-- start of LISTED RECORDS --
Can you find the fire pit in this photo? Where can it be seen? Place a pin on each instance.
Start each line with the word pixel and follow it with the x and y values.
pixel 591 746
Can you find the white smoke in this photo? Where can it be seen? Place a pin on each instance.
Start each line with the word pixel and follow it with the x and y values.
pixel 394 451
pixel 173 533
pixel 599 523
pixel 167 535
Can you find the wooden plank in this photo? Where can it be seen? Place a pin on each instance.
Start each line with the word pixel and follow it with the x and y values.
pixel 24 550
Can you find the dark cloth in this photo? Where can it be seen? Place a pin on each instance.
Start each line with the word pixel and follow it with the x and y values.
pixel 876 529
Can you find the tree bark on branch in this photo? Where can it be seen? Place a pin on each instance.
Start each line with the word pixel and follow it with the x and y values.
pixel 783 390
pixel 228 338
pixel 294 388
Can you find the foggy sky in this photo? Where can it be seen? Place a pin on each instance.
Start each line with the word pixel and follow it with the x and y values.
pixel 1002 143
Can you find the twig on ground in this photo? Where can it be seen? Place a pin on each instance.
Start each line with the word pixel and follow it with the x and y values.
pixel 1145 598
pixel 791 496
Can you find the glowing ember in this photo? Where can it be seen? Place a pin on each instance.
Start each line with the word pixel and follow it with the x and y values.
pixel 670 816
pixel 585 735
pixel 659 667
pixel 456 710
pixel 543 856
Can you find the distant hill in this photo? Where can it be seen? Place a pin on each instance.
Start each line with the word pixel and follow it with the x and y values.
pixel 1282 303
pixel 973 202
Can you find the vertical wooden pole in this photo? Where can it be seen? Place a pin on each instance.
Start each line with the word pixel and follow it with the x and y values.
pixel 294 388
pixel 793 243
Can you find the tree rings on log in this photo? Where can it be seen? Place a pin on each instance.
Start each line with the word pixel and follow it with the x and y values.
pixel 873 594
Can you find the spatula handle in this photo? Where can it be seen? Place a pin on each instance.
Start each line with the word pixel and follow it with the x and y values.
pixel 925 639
-- end of LISTED RECORDS --
> [TASK TO CARRY OUT]
Repeat the records above exactly.

> [COMPLETED EXERCISE]
Can you find the fire pit in this photo? Where can it be seen? Place a pin on each instance.
Start each line with the word pixel and follow it with the x and y values.
pixel 591 746
Can you find the white smoke in this photo? Where can it be seen? Place a pin on each instance.
Start each line with the word pixel and follow it with the x and y values.
pixel 394 451
pixel 173 533
pixel 599 523
pixel 167 535
Can you find the wooden plank in this photo? Where can it be seen? Place a pin on each instance.
Start each line with the word pixel and follow it with the x and y values.
pixel 24 550
Can you find the dark cloth in this photo? Where can it be seen? Place a pin on each instance.
Start each line with the word pixel and follow it with the x and y values.
pixel 876 529
Can you find the tree bark on branch in this photo? Where can it be seen? Place a pin on each instance.
Start each line with the word pixel and follow it with the x and y values.
pixel 783 390
pixel 228 338
pixel 294 388
Can you find the foggy sky in this photo? Where can it be seen? Place a pin on each instance.
Start each line with the word pixel and follow it with the x and y values.
pixel 1002 143
Can you find the twig on ground in this photo? Where can it be seen? Place a pin on each instance.
Start each line with the word pixel and follow it with the x and y values.
pixel 1145 598
pixel 791 496
Can you find the glowing ember in this photo? Where can it be seen? Place a pin on each instance.
Start each line with the word pixel and follow it with the x and y values.
pixel 670 816
pixel 585 735
pixel 659 667
pixel 456 710
pixel 543 856
Can you find the distant hill in this photo? Where can it be seen? Place a pin on each instance.
Start each line with the word pixel and follow it with the x and y values.
pixel 1282 303
pixel 973 202
Can you find the vertical wooden pole in this photo? Where can it be seen? Place a pin on each instance.
Start each line with the word pixel and follow it with the x and y values.
pixel 294 388
pixel 793 243
Can you find the tree rings on log in this photo? Where can it be seen? Place a pin on each instance.
Start each line with the word pixel and follow it with the x and y values.
pixel 873 594
Can you find the spatula handle in this photo? Where can it be seen? Place a pin on each instance.
Start each line with the word pixel and follow it with the x and y values.
pixel 925 639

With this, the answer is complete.